=== PAGE TEXT ===
The real story behind how biking uses up calories has several twists and turns. For starters, there’s more than one way that the body burns calories.
When you use your muscles, they start using the oxygen you breathe in to convert fats and sugars, and sometimes proteins, into adenosine triphosphate, or ATP. This is the basic molecule that supplies energy to cells. “You pretty much need a constant stream of ATP even if you're just hanging out. But when you're exercising, you need a lot,” says Rachel DeBusk, CPT, a triathlete coach at Seattle’s Unstill Life.
Depending on how long and intense your workout is, your body might access or make ATP in different ways. “There's some ATP just waiting in your muscles,” says DeBusk. “But when that's used up, you have to make more.”
During short, intense bursts of exercise, your body uses anaerobic metabolism to convert carbohydrates into ATP. During longer, less intense workouts, your body gets ATP from aerobic metabolism, where most of the energy comes from carbs.
If you're biking at a moderate, steady speed and without much resistance, you're mostly using your aerobic metabolism system. This has a lot of benefits. First, it improves how well your heart and lungs work. And it also helps your body to use up glucose efficiently. DeBusk cautions that not using glucose efficiently can raise your risk of pre-diabetes or metabolic syndrome. With moderate levels of cycling, your body also improves its ability to mobilize fats stored in muscle.
If you're biking at a higher speed, or at greater resistance, you'll rely more on your anaerobic metabolism system. Just by the nature of it, this system isn't one that you can maintain for very long. Cycling harder will help your muscle fibers learn how to adapt to demand.
Does how many calories you burn depend on whether you’re biking outside or using a stationary bike? “You can get a great workout in a fitness studio or outside,” says DeBusk. However, biking outside is more dynamic: You have to be aware of your surroundings, and there’s more variety of movement, as you turn to follow roads and paths. There can also be wind resistance and inclines such as hills, and this may burn more calories than indoor cycling, depending on the spin class you do. In a spin class, you can close your eyes and bliss out to music. If your work or family schedule makes it hard to exercise unless it's a scheduled activity, spin classes are a great option.
=== SUPPLIED MATERIAL ===
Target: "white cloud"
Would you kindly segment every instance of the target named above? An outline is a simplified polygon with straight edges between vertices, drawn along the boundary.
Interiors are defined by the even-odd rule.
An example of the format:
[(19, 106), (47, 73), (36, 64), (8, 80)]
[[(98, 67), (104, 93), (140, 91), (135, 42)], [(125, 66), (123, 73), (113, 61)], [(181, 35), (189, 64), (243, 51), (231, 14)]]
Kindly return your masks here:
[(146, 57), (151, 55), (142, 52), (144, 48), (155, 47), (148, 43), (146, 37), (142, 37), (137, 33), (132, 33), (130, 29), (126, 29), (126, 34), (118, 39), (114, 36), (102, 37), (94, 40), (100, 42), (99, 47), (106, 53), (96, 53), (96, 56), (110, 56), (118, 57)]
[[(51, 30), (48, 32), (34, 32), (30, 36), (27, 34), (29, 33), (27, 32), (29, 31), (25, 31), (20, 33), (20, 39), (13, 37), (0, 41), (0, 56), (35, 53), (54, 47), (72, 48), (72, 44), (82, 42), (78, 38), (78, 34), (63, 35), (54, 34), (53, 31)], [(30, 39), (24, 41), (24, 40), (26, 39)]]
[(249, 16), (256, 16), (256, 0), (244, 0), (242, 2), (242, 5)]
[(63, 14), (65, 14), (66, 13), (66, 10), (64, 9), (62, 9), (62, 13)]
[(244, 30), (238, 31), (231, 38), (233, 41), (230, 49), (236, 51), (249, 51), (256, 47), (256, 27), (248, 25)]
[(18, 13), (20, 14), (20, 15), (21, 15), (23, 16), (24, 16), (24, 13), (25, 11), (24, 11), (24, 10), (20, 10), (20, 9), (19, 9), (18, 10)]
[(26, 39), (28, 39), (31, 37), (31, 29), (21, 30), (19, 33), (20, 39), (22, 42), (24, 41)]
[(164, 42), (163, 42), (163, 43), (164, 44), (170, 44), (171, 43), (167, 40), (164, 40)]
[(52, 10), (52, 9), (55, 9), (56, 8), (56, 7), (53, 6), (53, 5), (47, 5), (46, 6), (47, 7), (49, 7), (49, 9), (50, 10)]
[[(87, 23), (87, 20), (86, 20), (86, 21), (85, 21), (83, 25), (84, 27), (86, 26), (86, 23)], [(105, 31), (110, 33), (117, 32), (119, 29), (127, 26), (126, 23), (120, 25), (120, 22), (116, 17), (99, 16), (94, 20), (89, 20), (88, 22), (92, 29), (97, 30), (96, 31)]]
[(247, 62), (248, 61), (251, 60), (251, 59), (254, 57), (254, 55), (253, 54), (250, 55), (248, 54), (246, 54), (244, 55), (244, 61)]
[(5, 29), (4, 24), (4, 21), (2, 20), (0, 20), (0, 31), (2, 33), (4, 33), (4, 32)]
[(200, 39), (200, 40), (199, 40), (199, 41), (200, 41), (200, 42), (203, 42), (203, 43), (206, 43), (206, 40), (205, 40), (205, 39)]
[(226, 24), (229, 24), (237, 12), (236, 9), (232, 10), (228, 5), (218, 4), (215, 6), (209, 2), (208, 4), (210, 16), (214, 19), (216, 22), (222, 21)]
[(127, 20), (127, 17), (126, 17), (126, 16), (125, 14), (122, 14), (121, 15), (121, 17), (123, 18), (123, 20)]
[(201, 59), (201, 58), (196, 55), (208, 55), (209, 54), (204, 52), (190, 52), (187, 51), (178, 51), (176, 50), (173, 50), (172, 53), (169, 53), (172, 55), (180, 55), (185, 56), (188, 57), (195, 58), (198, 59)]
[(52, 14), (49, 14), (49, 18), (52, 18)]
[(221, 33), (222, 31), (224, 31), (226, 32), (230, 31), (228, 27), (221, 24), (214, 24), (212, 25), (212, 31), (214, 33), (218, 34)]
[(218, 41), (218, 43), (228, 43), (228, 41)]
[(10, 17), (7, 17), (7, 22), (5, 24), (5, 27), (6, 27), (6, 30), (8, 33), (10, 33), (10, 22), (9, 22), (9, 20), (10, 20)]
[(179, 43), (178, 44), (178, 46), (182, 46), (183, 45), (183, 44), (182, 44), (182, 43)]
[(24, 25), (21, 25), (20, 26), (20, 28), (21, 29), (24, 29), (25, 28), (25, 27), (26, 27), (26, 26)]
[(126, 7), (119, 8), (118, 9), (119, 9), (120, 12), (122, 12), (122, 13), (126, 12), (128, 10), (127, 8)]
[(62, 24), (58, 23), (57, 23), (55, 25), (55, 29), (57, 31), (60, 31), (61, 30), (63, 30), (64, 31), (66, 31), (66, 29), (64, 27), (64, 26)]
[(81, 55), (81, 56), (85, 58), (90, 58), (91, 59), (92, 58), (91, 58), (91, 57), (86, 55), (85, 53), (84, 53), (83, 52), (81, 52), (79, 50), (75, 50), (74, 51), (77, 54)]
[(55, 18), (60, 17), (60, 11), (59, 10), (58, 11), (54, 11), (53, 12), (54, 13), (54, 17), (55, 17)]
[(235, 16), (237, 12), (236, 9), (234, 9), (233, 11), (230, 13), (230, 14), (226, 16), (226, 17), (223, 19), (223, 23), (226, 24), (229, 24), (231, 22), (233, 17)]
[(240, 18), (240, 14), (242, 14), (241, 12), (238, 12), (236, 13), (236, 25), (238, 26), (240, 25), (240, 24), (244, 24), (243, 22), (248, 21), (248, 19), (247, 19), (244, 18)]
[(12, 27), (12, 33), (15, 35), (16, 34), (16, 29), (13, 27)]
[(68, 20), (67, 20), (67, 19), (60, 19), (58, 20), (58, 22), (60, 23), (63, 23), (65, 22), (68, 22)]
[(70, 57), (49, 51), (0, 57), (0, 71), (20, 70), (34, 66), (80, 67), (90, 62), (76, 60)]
===
PROBLEMS TO SOLVE:
1. Copy the passage of the cycling article starting at "The real story" and ending at "Seattle’s Unstill Life.".
2. Answer these questions from the cycling article:
(a) What is the full name of the molecule abbreviated ATP?
(b) Where does Rachel DeBusk work as a triathlete coach?
(c) What risk can inefficient use of glucose raise?

RESPONSES BY TASK:
1.
The real story behind how biking uses up calories has several twists and turns. For starters, there’s more than one way that the body burns calories.
When you use your muscles, they start using the oxygen you breathe in to convert fats and sugars, and sometimes proteins, into adenosine triphosphate, or ATP. This is the basic molecule that supplies energy to cells. “You pretty much need a constant stream of ATP even if you're just hanging out. But when you're exercising, you need a lot,” says Rachel DeBusk, CPT, a triathlete coach at Seattle’s Unstill Life.

2.
(a) Adenosine triphosphate.
(b) At Unstill Life in Seattle.
(c) The risk of pre-diabetes or metabolic syndrome.